▸ What the exercise asks
Restate, word for word, every line of the data.

[Source records]
☆ ☆ ☆
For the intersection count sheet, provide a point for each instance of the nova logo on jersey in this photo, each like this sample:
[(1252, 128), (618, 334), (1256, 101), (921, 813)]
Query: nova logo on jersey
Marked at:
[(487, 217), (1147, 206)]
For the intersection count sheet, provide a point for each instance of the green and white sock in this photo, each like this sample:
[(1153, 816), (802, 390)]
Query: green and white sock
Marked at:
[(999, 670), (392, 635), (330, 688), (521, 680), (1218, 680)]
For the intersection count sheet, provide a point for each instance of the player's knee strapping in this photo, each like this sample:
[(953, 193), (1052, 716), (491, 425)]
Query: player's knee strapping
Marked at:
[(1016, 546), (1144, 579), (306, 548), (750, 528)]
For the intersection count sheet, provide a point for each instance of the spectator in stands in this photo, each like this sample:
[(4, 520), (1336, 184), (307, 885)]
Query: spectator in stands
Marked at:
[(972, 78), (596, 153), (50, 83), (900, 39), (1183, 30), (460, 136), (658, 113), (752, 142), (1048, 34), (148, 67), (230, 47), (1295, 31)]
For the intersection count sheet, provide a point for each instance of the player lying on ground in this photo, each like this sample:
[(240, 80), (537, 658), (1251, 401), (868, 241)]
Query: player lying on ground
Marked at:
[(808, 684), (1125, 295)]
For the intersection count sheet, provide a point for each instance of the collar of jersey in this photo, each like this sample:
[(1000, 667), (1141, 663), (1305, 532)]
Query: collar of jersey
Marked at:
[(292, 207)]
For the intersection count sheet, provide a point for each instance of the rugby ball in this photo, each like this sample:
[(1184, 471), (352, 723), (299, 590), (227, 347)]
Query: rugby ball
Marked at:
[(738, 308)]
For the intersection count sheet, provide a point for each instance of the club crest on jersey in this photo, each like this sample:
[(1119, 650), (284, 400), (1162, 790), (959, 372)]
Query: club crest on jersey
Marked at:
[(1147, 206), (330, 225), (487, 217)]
☆ ☆ ☆
▸ Solution to the exercise
For the intersection count sheet, provide a point for each instance of the nova logo on jersey in this photo, each like this sample:
[(1252, 128), (618, 334), (1256, 101), (921, 813)]
Query: nova logo on jersey
Marked at:
[(487, 217), (1147, 206)]
For the intersection count sheet, provide a point for each instance of the green and white sock in this photo, each like this sample:
[(1153, 816), (802, 390)]
Query: green and white sock
Marked at:
[(999, 670), (392, 635), (330, 688), (521, 680), (1218, 680)]
For the intersection count sheet, provide a point for each instance of the player's knee strapping in this photo, each like this sample:
[(953, 193), (1052, 716), (491, 425)]
Query: player's knee strapping
Marked at:
[(1016, 546), (1144, 579), (306, 548), (750, 528)]
For the intersection count sheet, provide a point for each instance of the spectator in stands in this photo, each like this sample:
[(4, 520), (1336, 184), (307, 885)]
Query: spectator in stands
Marked at:
[(972, 78), (596, 153), (50, 83), (900, 39), (1183, 30), (460, 136), (658, 113), (752, 142), (1048, 34), (148, 67), (230, 47), (1295, 31)]
For the intersection count sheet, provide a point for each instance of the player lying on ground in this photo, each like this sample:
[(240, 80), (537, 658), (1251, 401), (868, 241)]
Query: player lying on ground
Marked at:
[(808, 684), (1125, 295)]
For the intersection count sheet, provide a point for each instance of the collar of jersey in this photo, each like this sample:
[(1000, 667), (1141, 663), (1305, 532)]
Query: collar of jersey
Marked at:
[(292, 207)]
For the intersection count sheet, provide a point for each instance of the rugby ball in this photo, each like this sample:
[(1184, 471), (352, 723), (299, 590), (227, 347)]
Query: rugby ball
Marked at:
[(738, 308)]
For the intersection count sheet, provide a point for each instance of the club crest on jersey in this photo, each like this sample:
[(1119, 650), (284, 400), (1162, 790), (959, 372)]
Query: club crest on jersey
Marked at:
[(1147, 206), (330, 225), (487, 217)]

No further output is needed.